What this task involves
Can you write out all of the material below, word for word?
### Records for processing
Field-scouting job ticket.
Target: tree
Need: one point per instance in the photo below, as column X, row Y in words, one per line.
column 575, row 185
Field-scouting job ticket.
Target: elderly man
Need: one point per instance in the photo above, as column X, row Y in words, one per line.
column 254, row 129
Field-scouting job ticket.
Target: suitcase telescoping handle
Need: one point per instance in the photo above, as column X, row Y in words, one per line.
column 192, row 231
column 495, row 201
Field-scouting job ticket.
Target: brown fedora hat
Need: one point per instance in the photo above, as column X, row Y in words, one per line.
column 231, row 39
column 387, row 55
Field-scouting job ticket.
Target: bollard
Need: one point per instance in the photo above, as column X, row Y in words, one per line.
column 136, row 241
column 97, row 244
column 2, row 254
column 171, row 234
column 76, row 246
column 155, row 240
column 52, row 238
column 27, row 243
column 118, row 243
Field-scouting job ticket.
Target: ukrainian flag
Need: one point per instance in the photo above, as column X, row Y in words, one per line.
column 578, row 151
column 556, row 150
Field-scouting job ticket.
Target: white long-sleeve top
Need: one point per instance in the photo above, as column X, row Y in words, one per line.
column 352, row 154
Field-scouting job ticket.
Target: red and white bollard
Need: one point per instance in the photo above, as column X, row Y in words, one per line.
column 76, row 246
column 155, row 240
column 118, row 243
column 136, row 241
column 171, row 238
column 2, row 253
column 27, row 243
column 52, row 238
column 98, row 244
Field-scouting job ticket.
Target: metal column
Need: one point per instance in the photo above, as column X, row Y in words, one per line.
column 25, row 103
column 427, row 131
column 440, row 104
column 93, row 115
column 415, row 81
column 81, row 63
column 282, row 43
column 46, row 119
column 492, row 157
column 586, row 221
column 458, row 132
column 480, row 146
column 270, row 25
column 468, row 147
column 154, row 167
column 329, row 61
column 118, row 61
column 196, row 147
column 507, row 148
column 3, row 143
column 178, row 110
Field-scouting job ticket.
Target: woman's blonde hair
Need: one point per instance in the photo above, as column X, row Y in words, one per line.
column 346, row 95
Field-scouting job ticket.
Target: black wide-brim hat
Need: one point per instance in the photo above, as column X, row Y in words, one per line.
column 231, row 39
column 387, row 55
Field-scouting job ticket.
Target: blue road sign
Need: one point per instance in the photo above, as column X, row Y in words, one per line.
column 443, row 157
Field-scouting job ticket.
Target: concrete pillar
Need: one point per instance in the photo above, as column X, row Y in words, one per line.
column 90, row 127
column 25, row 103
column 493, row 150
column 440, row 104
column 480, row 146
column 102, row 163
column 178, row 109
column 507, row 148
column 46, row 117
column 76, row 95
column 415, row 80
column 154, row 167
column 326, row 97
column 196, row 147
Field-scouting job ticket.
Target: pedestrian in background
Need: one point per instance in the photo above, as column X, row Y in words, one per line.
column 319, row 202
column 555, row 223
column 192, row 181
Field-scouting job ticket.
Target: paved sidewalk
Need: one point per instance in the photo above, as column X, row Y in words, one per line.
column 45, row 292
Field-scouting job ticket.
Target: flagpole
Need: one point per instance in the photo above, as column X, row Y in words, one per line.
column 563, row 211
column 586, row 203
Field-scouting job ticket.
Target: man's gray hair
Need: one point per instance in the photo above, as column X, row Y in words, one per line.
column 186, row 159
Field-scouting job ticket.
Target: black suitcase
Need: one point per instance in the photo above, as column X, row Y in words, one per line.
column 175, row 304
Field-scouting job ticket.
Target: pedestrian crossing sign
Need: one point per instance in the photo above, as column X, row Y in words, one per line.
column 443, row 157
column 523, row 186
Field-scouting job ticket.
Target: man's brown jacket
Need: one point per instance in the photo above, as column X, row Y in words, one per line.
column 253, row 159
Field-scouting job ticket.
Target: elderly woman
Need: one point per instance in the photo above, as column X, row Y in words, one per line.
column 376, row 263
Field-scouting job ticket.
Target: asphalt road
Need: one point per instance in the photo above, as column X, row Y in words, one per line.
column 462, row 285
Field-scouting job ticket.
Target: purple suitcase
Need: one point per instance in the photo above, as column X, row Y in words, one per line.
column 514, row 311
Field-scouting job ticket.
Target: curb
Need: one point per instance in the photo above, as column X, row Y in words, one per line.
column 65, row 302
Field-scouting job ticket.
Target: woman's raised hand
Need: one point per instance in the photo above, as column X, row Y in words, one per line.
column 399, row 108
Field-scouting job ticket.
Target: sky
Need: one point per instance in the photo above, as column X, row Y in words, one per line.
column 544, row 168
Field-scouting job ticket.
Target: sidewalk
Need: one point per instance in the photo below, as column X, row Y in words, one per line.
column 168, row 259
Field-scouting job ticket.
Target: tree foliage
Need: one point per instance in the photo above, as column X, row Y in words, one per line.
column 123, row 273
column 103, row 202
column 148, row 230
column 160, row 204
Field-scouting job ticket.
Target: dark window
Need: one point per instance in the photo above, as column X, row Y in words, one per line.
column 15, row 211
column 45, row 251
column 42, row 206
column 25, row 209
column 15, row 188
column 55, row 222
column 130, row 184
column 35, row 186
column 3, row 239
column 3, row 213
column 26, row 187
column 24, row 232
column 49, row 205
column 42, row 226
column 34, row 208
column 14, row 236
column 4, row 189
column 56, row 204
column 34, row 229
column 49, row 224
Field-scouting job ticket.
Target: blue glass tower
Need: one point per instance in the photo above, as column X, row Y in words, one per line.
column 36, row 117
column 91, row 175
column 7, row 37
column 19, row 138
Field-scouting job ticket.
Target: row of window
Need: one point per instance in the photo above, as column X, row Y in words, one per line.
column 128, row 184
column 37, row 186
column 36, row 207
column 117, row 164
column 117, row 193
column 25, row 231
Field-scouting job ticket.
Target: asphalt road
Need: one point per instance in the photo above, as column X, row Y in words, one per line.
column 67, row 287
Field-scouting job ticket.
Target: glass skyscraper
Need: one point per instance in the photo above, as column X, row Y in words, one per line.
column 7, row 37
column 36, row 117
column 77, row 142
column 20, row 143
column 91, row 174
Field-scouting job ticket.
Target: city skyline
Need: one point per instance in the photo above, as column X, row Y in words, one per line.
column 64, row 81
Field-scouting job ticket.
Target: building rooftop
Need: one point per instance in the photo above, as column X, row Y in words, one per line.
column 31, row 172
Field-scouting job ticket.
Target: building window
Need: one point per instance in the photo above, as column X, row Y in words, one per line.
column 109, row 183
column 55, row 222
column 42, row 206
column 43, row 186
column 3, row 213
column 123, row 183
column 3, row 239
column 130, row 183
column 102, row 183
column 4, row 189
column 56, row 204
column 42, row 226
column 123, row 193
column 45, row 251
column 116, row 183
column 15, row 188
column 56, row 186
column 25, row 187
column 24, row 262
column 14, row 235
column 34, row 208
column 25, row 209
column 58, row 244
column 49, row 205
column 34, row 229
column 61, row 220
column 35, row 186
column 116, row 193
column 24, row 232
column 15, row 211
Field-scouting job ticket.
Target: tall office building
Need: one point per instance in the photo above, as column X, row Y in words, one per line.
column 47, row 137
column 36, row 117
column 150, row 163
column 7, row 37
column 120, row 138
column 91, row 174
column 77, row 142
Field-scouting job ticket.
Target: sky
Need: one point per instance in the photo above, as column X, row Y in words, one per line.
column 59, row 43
######
Solution to this task
Field-scouting job ticket.
Target: tree
Need: one point per instance in the photo below, as column X, row Y in words, one per line.
column 575, row 185
Field-scouting job ticket.
Target: elderly man
Need: one point per instance in the photo above, as column X, row Y in words, one per line.
column 254, row 129
Field-scouting job ticket.
Target: suitcase telescoping handle
Need: one point per instance in the photo above, as column X, row Y in words, one per line.
column 192, row 231
column 495, row 201
Field-scouting job ticket.
Target: brown fedora hat
Need: one point per instance in the photo above, as column X, row Y in words, one per line.
column 231, row 39
column 387, row 55
Field-scouting job ticket.
Target: bollard
Need: one point per instance in the photo above, as column X, row Y in words, one per line.
column 136, row 241
column 97, row 244
column 2, row 254
column 171, row 234
column 76, row 246
column 155, row 240
column 52, row 238
column 27, row 243
column 118, row 243
Field-scouting job ticket.
Target: ukrainian flag
Need: one point per instance in the photo above, as column X, row Y in words, one per line.
column 578, row 151
column 556, row 150
Field-scouting job ticket.
Target: white long-sleeve top
Need: one point per instance in the photo above, as column X, row Y in words, one per line.
column 352, row 154
Field-scouting job ticket.
Target: red and white bollard
Need: one point per instance in the photo above, as column X, row Y in words, one per line.
column 76, row 246
column 155, row 240
column 118, row 243
column 136, row 241
column 171, row 238
column 2, row 253
column 27, row 243
column 52, row 238
column 98, row 244
Field-scouting job ticket.
Target: metal column
Need: one point per instance in the photo above, as column X, row Y in words, one per line.
column 25, row 103
column 427, row 131
column 440, row 104
column 93, row 115
column 415, row 81
column 81, row 63
column 282, row 43
column 46, row 119
column 492, row 157
column 586, row 221
column 458, row 132
column 480, row 146
column 270, row 25
column 468, row 147
column 154, row 167
column 329, row 61
column 118, row 61
column 196, row 147
column 507, row 148
column 3, row 143
column 178, row 110
Field-scouting job ticket.
Target: woman's blonde hair
Need: one point per instance in the photo above, as column X, row Y in words, one per line.
column 346, row 95
Field-scouting job ticket.
Target: black wide-brim hat
Need: one point per instance in the photo above, as column X, row Y in words, one per line.
column 231, row 39
column 387, row 55
Field-scouting job ticket.
Target: blue road sign
Need: one point per instance in the photo above, as column X, row Y in words, one per line.
column 443, row 157
Field-scouting job ticket.
Target: concrete pillar
Need: one point per instance in the photo above, as column X, row Y in words, one per line.
column 90, row 127
column 25, row 103
column 493, row 150
column 440, row 104
column 480, row 146
column 102, row 163
column 178, row 109
column 507, row 148
column 46, row 117
column 76, row 95
column 415, row 80
column 154, row 167
column 326, row 97
column 196, row 147
Field-scouting job ticket.
Target: pedestrian in background
Need: one point per instance in the photo above, as column X, row Y in words, one per line.
column 319, row 202
column 555, row 223
column 192, row 181
Field-scouting job ticket.
Target: paved sidewalk
Need: one point per instance in the photo above, as column X, row Y in words, one per line.
column 45, row 292
Field-scouting job ticket.
Target: flagpole
Need: one point per instance in the photo above, as column X, row Y in words, one per line.
column 563, row 211
column 586, row 203
Field-scouting job ticket.
Target: man's gray hair
Need: one point per instance in the photo above, as column X, row Y in words, one per line.
column 186, row 159
Field-scouting job ticket.
Target: black suitcase
Need: one point per instance in the photo above, as column X, row Y in words, one per line.
column 175, row 304
Field-scouting job ticket.
Target: pedestrian crossing sign
Need: one point per instance in the photo above, as column X, row Y in words, one per line.
column 443, row 157
column 523, row 186
Field-scouting job ticket.
Target: man's brown jacket
Need: one point per instance in the photo above, as column X, row Y in words, one per line.
column 253, row 159
Field-scouting job ticket.
Target: elderly woman
Need: one point per instance in the photo above, as column X, row Y in words, one per line.
column 376, row 263
Field-scouting job ticket.
Target: asphalt road
Need: one point per instance in the photo above, as column X, row Y in words, one per line.
column 462, row 285
Field-scouting job ticket.
Target: purple suitcase
Need: one point per instance in the photo above, as column X, row Y in words, one per line.
column 514, row 311
Field-scouting job ticket.
Target: curb
Need: one point per instance in the photo above, as column X, row Y in words, one per line.
column 65, row 302
Field-scouting job ticket.
Target: woman's raised hand
Need: one point per instance in the photo above, as column X, row Y in words, one per line.
column 399, row 108
Field-scouting job ticket.
Target: sky
Need: one point per instance in the photo above, as column X, row Y in words, one per line.
column 544, row 168
Field-scouting job ticket.
Target: sidewalk
Need: one point per instance in the photo below, as column X, row Y in words, one per line.
column 168, row 259
Field-scouting job ticket.
Target: tree foliage
Need: one point per instance in the photo above, as column X, row Y in words, one per line.
column 123, row 273
column 103, row 202
column 148, row 230
column 160, row 204
Field-scouting job ticket.
Target: dark window
Need: one point per instance in the photo above, as column X, row Y in words, one per line.
column 15, row 211
column 45, row 251
column 42, row 206
column 25, row 209
column 15, row 188
column 55, row 222
column 130, row 184
column 35, row 186
column 3, row 239
column 3, row 213
column 26, row 187
column 24, row 232
column 49, row 205
column 42, row 226
column 34, row 208
column 14, row 236
column 4, row 189
column 56, row 204
column 34, row 229
column 49, row 224
Field-scouting job ticket.
Target: blue glass tower
Need: one point per instance in the photo above, as column X, row Y in words, one per line.
column 36, row 117
column 91, row 175
column 7, row 37
column 19, row 138
Field-scouting job ticket.
Target: row of window
Need: one point per instance in the photo above, as column X, row Y in words, one per line.
column 128, row 184
column 37, row 186
column 36, row 207
column 117, row 164
column 117, row 193
column 25, row 231
Field-scouting job ticket.
Target: asphalt road
Need: one point per instance in the photo above, as column X, row Y in words, one per line.
column 67, row 287
Field-scouting job ticket.
Target: glass skyscraper
Need: one point per instance in the photo above, as column X, row Y in words, one per line.
column 7, row 37
column 36, row 117
column 77, row 142
column 20, row 143
column 91, row 174
Field-scouting job ticket.
Target: city skyline
Need: one point per instance in the photo above, as column X, row Y in words, one per line.
column 64, row 81
Field-scouting job ticket.
Target: building rooftop
Need: one point per instance in the photo above, as column X, row Y in words, one per line.
column 31, row 172
Field-scouting job ticket.
Target: building window
Need: one point per instance in the photo above, as column X, row Y in words, one per line.
column 109, row 183
column 55, row 222
column 42, row 206
column 43, row 186
column 3, row 213
column 123, row 183
column 3, row 239
column 130, row 183
column 102, row 183
column 4, row 189
column 56, row 204
column 42, row 226
column 123, row 193
column 45, row 251
column 116, row 183
column 15, row 188
column 56, row 186
column 25, row 187
column 24, row 262
column 14, row 235
column 34, row 208
column 25, row 209
column 58, row 244
column 49, row 205
column 34, row 229
column 61, row 220
column 35, row 186
column 116, row 193
column 24, row 232
column 15, row 211
Field-scouting job ticket.
Target: tall office building
Need: one point per instance in the photo above, as column X, row Y in words, one per line.
column 47, row 137
column 36, row 117
column 150, row 163
column 7, row 37
column 120, row 138
column 91, row 174
column 77, row 142
Field-scouting job ticket.
Target: sky
Need: one point per instance in the photo above, as column X, row Y in words, one per line.
column 59, row 43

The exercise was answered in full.